Top of Input
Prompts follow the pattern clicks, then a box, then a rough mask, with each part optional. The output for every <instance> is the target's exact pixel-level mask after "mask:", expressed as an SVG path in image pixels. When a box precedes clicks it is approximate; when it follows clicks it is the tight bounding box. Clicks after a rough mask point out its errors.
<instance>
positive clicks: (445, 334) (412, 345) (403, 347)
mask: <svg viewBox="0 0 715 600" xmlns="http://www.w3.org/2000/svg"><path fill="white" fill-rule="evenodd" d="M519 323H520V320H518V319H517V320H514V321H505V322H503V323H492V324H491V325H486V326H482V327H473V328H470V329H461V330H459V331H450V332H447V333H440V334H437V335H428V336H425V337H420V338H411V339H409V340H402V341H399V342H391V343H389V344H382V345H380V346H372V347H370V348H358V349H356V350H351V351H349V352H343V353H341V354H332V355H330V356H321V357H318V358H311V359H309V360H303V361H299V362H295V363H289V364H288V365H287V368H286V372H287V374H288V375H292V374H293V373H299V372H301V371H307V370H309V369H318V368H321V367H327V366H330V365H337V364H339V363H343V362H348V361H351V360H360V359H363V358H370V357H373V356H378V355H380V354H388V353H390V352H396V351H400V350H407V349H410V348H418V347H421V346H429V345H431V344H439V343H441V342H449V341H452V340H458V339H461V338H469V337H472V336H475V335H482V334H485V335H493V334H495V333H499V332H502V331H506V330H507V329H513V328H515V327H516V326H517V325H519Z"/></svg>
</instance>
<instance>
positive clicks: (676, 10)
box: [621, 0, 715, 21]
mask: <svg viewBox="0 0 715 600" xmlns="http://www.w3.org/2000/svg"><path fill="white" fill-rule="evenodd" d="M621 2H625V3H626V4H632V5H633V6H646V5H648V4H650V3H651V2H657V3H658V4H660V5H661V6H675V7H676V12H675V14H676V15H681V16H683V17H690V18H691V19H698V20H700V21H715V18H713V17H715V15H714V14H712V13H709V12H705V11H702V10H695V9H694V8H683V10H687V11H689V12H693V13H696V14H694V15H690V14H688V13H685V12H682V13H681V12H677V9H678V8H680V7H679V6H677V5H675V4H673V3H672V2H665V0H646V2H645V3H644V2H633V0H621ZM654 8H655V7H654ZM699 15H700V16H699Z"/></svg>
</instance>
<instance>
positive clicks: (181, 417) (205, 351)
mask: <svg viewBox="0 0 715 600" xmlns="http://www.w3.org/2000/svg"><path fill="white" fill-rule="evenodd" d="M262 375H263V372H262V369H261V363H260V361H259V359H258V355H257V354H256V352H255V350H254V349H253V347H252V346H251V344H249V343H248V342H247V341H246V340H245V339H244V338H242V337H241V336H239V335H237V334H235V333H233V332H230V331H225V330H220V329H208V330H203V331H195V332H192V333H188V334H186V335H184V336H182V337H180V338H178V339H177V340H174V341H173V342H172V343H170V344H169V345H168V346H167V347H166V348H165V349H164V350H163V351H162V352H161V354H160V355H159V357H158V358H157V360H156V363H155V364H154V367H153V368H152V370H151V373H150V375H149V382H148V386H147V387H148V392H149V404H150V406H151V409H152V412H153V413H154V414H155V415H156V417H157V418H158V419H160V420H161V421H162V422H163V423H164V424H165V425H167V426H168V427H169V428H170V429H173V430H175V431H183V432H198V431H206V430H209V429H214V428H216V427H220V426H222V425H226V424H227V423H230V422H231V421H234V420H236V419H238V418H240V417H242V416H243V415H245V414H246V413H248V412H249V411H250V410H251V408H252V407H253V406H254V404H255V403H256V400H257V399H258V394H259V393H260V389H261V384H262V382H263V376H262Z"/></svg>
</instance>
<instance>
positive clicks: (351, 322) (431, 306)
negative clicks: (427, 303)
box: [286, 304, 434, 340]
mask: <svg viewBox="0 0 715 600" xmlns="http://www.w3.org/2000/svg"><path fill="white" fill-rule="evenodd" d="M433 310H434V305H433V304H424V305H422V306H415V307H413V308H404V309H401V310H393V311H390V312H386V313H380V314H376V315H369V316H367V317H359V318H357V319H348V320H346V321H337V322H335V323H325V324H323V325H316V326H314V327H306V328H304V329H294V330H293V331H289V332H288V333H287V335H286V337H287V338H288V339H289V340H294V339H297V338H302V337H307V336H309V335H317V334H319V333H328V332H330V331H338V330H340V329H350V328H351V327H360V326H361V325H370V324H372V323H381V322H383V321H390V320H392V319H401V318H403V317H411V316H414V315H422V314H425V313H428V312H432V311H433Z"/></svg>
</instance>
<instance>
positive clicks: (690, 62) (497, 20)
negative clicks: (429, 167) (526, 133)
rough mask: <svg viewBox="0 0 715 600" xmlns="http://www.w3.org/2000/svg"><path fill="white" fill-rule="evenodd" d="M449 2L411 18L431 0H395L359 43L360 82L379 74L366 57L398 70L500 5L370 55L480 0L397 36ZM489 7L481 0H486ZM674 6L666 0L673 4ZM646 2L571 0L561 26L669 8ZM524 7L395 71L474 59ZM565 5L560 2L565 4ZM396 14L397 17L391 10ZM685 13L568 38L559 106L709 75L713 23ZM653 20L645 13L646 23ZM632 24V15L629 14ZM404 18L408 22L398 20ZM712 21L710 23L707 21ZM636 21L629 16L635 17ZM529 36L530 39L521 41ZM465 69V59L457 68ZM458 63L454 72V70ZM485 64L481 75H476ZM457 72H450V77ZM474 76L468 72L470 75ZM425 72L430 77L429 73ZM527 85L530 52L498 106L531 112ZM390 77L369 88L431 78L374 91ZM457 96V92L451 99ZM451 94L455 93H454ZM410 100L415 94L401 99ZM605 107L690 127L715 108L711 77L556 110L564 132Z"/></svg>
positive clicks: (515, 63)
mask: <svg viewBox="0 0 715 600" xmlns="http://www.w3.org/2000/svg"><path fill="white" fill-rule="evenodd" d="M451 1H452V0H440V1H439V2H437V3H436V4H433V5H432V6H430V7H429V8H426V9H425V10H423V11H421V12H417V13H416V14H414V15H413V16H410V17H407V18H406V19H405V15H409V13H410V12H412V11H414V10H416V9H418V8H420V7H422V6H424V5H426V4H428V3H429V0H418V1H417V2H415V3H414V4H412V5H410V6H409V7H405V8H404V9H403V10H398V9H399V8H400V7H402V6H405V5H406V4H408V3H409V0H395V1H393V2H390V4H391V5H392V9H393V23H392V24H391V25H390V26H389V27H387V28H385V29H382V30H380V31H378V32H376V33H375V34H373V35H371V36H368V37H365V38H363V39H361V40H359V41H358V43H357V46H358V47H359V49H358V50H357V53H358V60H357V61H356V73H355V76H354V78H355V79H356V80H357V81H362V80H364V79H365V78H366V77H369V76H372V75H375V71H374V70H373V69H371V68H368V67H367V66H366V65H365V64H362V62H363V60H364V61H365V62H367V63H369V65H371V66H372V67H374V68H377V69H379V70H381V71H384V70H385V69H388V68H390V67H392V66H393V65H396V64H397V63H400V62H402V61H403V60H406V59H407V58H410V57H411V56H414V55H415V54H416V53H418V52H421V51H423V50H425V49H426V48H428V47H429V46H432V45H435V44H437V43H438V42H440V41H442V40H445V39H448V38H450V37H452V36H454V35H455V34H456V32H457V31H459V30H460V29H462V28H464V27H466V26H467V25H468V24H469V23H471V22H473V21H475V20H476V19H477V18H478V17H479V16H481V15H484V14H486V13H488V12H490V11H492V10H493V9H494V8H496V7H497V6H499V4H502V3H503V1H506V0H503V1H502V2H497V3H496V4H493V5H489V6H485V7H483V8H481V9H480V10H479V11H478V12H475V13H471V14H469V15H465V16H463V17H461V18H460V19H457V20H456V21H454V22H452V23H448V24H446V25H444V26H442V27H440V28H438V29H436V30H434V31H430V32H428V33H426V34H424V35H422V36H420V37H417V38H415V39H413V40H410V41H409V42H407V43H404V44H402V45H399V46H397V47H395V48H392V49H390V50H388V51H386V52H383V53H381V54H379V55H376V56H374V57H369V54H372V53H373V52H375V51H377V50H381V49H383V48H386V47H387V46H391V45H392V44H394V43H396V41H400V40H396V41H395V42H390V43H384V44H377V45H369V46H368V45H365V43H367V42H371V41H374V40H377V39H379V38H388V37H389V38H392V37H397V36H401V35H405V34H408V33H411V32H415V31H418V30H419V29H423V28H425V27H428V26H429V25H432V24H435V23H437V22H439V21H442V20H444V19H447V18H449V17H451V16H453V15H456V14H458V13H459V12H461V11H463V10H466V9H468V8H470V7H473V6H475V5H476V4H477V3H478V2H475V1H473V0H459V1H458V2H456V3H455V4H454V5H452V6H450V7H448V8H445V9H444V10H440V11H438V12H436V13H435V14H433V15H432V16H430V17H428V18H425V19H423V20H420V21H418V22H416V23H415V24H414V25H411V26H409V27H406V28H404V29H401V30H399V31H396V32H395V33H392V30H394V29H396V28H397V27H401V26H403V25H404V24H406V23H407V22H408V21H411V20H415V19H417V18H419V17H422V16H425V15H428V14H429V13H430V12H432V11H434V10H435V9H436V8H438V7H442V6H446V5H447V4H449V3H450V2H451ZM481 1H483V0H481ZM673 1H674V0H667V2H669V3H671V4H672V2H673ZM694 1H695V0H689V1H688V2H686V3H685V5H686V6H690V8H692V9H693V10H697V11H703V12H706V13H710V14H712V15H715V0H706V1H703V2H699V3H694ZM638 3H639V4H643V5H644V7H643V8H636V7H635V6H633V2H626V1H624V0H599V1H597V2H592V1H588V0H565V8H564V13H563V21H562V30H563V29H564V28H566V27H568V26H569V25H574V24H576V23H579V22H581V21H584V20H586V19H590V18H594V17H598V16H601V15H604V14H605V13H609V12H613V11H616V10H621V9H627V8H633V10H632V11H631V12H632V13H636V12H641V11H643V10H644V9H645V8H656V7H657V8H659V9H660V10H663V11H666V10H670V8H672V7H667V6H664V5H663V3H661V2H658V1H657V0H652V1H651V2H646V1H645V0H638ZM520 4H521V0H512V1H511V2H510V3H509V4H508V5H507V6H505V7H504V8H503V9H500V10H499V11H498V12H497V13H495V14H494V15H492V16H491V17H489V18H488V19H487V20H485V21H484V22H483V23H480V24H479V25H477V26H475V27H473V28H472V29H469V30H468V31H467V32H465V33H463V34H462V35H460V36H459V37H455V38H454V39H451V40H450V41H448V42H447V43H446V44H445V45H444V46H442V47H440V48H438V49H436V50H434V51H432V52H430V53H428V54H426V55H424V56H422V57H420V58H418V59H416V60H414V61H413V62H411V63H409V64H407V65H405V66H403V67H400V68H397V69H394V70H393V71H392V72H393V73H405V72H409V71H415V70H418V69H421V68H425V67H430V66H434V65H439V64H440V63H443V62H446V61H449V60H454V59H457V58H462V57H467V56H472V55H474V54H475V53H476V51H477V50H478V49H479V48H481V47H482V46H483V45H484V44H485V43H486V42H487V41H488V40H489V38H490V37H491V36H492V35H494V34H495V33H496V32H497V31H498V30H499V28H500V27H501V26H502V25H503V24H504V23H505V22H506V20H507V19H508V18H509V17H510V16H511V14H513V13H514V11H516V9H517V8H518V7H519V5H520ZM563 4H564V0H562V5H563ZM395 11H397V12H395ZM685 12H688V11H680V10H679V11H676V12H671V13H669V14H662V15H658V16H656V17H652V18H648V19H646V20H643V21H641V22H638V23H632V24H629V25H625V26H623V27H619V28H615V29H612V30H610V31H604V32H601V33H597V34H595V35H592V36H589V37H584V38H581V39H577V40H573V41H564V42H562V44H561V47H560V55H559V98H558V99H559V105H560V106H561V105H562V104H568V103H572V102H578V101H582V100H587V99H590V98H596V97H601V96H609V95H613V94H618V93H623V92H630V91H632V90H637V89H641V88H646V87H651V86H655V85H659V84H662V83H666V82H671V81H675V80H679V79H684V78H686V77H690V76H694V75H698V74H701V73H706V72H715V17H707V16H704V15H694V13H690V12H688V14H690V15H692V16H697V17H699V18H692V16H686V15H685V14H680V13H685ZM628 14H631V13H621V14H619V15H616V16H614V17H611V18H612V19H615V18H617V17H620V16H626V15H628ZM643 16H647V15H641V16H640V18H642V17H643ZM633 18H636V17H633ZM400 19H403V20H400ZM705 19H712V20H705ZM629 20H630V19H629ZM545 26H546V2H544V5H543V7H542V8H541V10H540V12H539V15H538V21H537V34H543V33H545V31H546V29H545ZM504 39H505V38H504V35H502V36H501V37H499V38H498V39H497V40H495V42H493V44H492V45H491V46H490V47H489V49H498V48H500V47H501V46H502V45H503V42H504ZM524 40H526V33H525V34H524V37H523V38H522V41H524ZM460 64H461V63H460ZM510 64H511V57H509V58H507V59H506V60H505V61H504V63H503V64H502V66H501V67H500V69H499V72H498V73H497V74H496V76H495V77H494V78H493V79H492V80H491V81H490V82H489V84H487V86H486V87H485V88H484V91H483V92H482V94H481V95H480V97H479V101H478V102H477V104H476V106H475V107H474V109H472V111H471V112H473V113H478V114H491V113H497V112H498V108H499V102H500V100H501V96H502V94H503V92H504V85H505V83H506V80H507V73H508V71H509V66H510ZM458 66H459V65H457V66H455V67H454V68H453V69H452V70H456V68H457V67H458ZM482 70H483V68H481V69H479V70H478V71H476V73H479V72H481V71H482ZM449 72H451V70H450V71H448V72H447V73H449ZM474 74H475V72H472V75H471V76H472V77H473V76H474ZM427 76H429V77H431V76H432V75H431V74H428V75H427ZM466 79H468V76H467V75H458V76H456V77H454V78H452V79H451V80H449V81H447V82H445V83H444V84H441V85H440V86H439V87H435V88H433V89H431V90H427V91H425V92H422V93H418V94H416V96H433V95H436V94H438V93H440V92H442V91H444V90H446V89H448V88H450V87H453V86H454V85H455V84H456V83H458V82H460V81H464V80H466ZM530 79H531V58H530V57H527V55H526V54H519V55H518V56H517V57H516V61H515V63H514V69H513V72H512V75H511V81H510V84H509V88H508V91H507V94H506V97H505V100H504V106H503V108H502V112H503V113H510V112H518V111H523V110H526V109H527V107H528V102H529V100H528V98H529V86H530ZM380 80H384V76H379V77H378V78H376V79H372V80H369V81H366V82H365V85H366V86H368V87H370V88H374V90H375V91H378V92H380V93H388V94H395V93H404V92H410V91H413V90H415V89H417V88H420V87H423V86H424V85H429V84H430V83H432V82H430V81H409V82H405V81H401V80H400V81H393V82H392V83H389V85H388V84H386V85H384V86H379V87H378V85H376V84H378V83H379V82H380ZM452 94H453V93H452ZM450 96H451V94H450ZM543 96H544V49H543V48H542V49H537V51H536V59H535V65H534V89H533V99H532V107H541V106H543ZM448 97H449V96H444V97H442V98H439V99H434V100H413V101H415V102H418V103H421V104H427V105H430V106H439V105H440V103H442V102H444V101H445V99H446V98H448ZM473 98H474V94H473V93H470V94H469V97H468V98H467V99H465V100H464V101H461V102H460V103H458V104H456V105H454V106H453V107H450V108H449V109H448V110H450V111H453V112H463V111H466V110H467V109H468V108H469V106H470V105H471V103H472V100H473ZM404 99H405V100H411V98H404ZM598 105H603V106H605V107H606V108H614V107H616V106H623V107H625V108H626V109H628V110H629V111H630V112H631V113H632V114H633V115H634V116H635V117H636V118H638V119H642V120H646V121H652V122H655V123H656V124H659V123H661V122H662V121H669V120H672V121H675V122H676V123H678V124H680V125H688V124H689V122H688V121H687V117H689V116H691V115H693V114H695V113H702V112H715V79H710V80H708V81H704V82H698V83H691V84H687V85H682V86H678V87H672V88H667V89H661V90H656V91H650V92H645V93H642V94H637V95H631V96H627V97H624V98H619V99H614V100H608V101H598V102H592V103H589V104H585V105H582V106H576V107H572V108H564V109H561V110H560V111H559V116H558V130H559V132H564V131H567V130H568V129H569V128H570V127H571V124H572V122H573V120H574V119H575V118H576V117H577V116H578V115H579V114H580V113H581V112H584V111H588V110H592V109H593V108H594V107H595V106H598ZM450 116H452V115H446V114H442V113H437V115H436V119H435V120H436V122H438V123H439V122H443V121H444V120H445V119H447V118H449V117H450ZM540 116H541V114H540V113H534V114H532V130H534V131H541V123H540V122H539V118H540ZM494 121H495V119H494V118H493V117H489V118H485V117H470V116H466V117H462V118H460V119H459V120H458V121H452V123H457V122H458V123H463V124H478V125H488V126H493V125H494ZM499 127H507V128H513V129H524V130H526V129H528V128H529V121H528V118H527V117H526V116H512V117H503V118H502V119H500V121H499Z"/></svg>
Bottom of Input
_Task prompt_
Recast the rows from their first line through the line containing "positive clicks: (445, 334)" as a JSON list of strings, with one string per line and blank lines left out.

_Written answer_
[
  "Prompts follow the pattern clicks, then a box, then a rough mask, with each part optional. The output for every <instance> is the target's exact pixel-level mask after \"mask:\", expressed as an SVG path in image pixels. When a box precedes clicks it is approximate; when it follows clicks it is the tight bounding box. Clicks after a rough mask point out its errors.",
  "<instance>",
  "positive clicks: (445, 334) (412, 345) (403, 347)"
]